**Daftar Tugas**:
(a) Tolong ringkas berita di bawah tentang penolakan Hamas terhadap Tony Blair dalam dua kalimat.
(b) Lanjutkan berita tentang penolakan Hamas terhadap Tony Blair di bawah, mulai setelah kalimat terakhirnya.

Tony Blair Diisukan Pimpin Proses Transisi Gaza, Hamas Mengecam Keras

Eks PM Inggris Tony Blair. (Anadolu Agency)

Tony Blair Diisukan Pimpin Proses Transisi Gaza, Hamas Mengecam Keras

Muhammad Reyhansyah • 29 September 2025 15:03

Gaza: Kelompok pejuang Palestina, Hamas, menegaskan pada Minggu, 28 September,  bahwa mantan Perdana Menteri Inggris Tony Blair adalah sosok yang tidak diinginkan dalam konteks Palestina.

Pernyataan ini disampaikan anggota Biro Politik Hamas, Husam Badran, melalui unggahan di Telegram yang dikutip Anadolu Agency, Senin, 29 September 2025. 

Sikap tersebut muncul setelah harian Haaretz melaporkan, mengutip sumber politik Arab, bahwa Amerika Serikat sedang menyiapkan rencana menunjuk Blair untuk memimpin pemerintahan transisi di Gaza.

Badran menyebut rencana yang dikaitkan dengan Blair sebagai “pertanda buruk bagi rakyat Palestina.” Ia menggambarkan Blair sebagai “figur negatif yang pantas diadili di pengadilan internasional atas kejahatannya, terutama perannya dalam perang Irak 2003–2011.”

Ia bahkan menyebut Blair “saudara setan” yang “tidak pernah memberi manfaat bagi perjuangan Palestina, bangsa Arab, maupun umat Muslim.”

**Bagian Data**:

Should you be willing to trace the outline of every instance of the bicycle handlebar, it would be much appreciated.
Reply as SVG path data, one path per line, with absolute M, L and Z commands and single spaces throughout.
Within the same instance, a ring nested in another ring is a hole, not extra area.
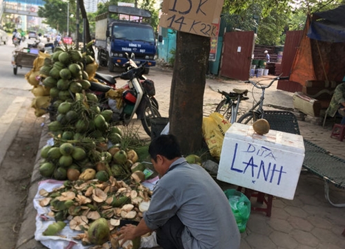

**Hasil Tiap Tugas**:
(a) Hamas menegaskan pada 28 September, lewat anggota Biro Politiknya Husam Badran, bahwa mantan Perdana Menteri Inggris Tony Blair adalah sosok yang tidak diinginkan dalam konteks Palestina. Sikap itu muncul setelah Haaretz melaporkan bahwa Amerika Serikat menyiapkan rencana menunjuk Blair untuk memimpin pemerintahan transisi di Gaza, rencana yang disebut Badran sebagai pertanda buruk bagi rakyat Palestina.

(b)
Menurut Badran, pengelolaan urusan Palestina, baik di Gaza maupun Tepi Barat, adalah masalah internal yang harus diputuskan melalui konsensus nasional, bukan dipaksakan pihak luar. 

“Rakyat Palestina mampu mengelola diri mereka sendiri; kami memiliki sumber daya dan keahlian untuk menjalankan urusan kami serta membangun hubungan dengan kawasan dan dunia,” ujarnya.

Badran juga mengungkapkan bahwa sejak Desember 2023, pimpinan Hamas telah memutuskan untuk tidak lagi memerintah Gaza sendirian, keputusan yang juga disampaikan kepada faksi Palestina lain serta negara-negara sahabat, bahkan sebelum eskalasi perang terbaru.

Sikap terhadap Usulan Gencatan Senjata

Terkait pembicaraan gencatan senjata, Badran menegaskan pihaknya tidak menerima usulan resmi dari mediator, saluran yang biasanya digunakan dalam negosiasi. “Sejauh ini semua informasi hanya beredar melalui media, baik dikaitkan dengan Presiden AS Donald Trump maupun pihak lain,” katanya.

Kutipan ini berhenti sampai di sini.